Stated task
Can you recast the entries below, from their first line up to and including the line with "[384, 0, 724, 167]", as a Markdown table with the columns Index and Text, giving each line its number and leaving out blank lines?

— begin Data supplied —

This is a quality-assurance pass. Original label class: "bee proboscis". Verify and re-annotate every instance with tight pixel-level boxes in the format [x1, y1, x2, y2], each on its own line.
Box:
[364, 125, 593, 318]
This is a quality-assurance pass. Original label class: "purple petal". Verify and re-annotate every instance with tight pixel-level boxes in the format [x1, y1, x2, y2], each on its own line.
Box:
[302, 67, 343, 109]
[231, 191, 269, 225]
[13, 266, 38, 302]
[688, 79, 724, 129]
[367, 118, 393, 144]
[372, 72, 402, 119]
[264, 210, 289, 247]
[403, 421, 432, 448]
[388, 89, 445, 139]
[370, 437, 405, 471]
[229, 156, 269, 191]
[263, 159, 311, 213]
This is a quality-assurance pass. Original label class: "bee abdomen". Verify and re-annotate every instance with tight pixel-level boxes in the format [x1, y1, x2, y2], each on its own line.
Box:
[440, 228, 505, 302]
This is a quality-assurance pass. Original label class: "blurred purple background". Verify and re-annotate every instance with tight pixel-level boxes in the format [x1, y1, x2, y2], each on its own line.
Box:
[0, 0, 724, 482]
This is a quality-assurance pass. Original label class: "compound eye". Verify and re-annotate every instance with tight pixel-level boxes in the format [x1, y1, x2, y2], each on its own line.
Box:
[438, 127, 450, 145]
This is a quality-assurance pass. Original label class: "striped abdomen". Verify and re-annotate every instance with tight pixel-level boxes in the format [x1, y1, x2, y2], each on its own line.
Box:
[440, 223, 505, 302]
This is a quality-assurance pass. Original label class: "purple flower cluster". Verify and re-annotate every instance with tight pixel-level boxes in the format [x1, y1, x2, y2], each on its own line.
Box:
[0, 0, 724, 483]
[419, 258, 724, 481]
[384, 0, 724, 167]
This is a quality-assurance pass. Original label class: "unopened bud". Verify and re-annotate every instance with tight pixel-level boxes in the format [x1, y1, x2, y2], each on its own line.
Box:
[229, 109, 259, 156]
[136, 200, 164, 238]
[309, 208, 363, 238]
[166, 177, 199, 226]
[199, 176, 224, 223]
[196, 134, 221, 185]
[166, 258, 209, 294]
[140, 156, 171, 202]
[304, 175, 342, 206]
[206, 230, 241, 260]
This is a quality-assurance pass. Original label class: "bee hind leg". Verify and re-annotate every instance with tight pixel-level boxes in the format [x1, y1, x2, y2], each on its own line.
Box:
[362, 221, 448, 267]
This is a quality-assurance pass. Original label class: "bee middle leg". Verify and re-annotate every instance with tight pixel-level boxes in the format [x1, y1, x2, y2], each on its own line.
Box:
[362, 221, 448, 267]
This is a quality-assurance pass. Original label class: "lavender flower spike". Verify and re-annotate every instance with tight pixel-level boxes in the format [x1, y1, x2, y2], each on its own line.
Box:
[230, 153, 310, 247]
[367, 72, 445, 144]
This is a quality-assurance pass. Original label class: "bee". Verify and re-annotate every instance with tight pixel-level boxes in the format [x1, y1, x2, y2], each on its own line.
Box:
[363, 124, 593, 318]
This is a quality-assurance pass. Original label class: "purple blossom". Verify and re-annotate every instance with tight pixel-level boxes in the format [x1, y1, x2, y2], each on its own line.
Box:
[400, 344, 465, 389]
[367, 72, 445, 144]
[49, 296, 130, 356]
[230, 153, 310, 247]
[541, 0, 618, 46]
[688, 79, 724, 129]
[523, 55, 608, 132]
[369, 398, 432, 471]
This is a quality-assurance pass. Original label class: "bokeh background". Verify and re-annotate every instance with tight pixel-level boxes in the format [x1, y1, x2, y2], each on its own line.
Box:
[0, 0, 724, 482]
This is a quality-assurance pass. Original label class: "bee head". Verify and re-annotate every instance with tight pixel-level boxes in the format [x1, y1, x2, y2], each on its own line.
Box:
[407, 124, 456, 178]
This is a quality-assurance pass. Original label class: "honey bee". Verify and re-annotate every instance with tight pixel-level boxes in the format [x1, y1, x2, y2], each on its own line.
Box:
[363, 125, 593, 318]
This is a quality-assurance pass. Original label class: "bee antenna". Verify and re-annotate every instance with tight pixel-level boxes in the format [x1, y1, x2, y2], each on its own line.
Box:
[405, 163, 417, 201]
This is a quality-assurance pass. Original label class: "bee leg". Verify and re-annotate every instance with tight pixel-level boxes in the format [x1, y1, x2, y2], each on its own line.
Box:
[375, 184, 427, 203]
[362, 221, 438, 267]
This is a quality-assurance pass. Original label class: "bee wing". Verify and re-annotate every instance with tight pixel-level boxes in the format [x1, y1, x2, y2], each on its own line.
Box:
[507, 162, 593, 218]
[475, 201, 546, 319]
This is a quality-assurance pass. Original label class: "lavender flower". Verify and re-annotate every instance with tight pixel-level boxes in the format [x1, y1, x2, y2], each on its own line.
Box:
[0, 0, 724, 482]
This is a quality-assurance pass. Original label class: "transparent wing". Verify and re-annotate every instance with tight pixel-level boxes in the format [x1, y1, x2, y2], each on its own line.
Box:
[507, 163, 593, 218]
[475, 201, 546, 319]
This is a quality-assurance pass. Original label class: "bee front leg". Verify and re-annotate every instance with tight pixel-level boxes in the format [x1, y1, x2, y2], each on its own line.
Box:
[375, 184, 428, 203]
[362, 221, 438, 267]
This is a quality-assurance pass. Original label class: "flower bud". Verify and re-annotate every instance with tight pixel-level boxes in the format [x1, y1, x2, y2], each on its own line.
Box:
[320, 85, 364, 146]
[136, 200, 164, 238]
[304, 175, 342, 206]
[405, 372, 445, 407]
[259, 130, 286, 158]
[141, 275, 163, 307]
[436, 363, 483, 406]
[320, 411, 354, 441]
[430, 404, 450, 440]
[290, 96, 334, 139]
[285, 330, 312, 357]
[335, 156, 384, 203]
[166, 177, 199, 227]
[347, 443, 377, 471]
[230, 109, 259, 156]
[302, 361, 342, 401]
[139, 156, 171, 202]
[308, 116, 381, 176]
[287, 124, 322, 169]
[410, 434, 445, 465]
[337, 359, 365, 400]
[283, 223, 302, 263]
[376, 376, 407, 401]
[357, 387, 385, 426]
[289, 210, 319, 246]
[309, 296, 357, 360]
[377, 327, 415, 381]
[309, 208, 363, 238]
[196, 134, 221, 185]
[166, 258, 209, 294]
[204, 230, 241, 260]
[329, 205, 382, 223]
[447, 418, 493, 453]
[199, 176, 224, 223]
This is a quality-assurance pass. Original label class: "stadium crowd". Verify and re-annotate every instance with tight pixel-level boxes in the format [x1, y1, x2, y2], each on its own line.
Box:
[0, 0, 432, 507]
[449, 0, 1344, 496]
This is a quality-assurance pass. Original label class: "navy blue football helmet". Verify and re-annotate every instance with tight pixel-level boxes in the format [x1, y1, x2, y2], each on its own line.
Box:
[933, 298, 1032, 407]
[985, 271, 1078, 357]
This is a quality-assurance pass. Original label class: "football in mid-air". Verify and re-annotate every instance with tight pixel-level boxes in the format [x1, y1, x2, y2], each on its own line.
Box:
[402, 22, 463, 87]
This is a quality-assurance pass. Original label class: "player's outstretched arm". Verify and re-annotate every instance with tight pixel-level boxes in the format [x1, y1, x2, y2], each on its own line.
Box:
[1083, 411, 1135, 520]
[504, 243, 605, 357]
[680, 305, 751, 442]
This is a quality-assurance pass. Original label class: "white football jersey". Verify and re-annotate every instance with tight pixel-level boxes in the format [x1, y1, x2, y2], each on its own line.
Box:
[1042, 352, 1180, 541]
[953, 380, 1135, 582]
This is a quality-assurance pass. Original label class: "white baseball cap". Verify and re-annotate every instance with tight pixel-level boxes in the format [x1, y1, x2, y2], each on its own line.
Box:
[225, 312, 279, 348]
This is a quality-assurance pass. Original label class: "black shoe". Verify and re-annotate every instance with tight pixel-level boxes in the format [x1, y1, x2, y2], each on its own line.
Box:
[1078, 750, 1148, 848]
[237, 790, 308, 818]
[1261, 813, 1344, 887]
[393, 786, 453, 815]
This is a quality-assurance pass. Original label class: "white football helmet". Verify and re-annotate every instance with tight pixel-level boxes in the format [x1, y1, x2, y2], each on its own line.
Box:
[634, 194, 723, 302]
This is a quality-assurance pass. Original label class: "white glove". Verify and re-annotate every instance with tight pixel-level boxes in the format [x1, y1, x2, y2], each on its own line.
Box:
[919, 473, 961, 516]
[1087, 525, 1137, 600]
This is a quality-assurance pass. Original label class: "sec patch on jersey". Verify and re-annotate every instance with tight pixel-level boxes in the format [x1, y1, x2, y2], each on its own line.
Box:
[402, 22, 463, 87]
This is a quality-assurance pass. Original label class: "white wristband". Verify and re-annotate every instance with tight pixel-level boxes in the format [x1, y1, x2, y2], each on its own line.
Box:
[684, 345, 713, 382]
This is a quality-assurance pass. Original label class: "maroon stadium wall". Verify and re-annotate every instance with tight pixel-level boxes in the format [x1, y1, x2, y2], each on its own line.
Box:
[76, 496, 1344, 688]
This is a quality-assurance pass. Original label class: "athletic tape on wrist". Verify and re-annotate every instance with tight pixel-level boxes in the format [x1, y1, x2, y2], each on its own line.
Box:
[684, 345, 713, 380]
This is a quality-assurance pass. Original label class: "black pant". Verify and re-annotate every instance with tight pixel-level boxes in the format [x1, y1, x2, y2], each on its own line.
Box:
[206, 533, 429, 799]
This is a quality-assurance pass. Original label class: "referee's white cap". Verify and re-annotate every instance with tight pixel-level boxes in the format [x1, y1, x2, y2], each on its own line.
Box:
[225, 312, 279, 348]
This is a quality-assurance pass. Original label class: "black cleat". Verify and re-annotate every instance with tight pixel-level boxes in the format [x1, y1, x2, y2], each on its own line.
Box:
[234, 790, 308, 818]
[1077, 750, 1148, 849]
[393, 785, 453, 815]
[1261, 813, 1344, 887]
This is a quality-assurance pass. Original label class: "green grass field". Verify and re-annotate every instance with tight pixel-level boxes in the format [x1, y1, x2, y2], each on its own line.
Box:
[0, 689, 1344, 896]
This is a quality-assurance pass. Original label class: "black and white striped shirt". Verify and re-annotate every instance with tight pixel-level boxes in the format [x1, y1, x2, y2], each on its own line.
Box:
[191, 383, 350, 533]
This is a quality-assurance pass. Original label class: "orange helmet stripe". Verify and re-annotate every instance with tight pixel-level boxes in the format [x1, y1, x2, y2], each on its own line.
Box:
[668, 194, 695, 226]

— end Data supplied —

Solution
| Index | Text |
|---|---|
| 1 | This is a quality-assurance pass. Original label class: "bee proboscis". Verify and re-annotate every instance with tight pixel-level boxes in the format [x1, y1, x2, y2], each on its own line. |
| 2 | Box: |
| 3 | [364, 125, 593, 318] |
| 4 | This is a quality-assurance pass. Original label class: "purple petal". Verify and re-annotate every instance with tight pixel-level boxes in the format [x1, y1, x2, y2], each on its own line. |
| 5 | Box: |
| 6 | [302, 67, 343, 109] |
| 7 | [231, 191, 269, 225] |
| 8 | [13, 266, 38, 302] |
| 9 | [688, 79, 724, 129] |
| 10 | [367, 118, 393, 144] |
| 11 | [372, 72, 402, 119] |
| 12 | [264, 210, 289, 247] |
| 13 | [403, 421, 432, 448] |
| 14 | [388, 89, 445, 139] |
| 15 | [370, 437, 405, 471] |
| 16 | [229, 156, 269, 191] |
| 17 | [263, 159, 311, 213] |
| 18 | This is a quality-assurance pass. Original label class: "bee abdomen". Verify and re-annotate every instance with tight pixel-level boxes in the format [x1, y1, x2, y2], each on its own line. |
| 19 | Box: |
| 20 | [440, 228, 505, 302] |
| 21 | This is a quality-assurance pass. Original label class: "blurred purple background". Verify and re-annotate every instance with tight pixel-level boxes in the format [x1, y1, x2, y2], each on its own line. |
| 22 | Box: |
| 23 | [0, 0, 724, 482] |
| 24 | This is a quality-assurance pass. Original label class: "compound eye". Verify and re-annotate every instance with tight pixel-level boxes in the format [x1, y1, x2, y2], each on its own line. |
| 25 | Box: |
| 26 | [438, 127, 450, 145] |
| 27 | This is a quality-assurance pass. Original label class: "striped abdomen". Verify and re-annotate every instance with tight pixel-level boxes in the format [x1, y1, x2, y2], each on its own line. |
| 28 | Box: |
| 29 | [440, 223, 505, 302] |
| 30 | This is a quality-assurance pass. Original label class: "purple flower cluster". Verify and re-annotate every instance with tight pixel-level boxes in the format [x1, y1, x2, y2], each on its own line. |
| 31 | Box: |
| 32 | [0, 0, 724, 483] |
| 33 | [419, 258, 724, 481] |
| 34 | [384, 0, 724, 167] |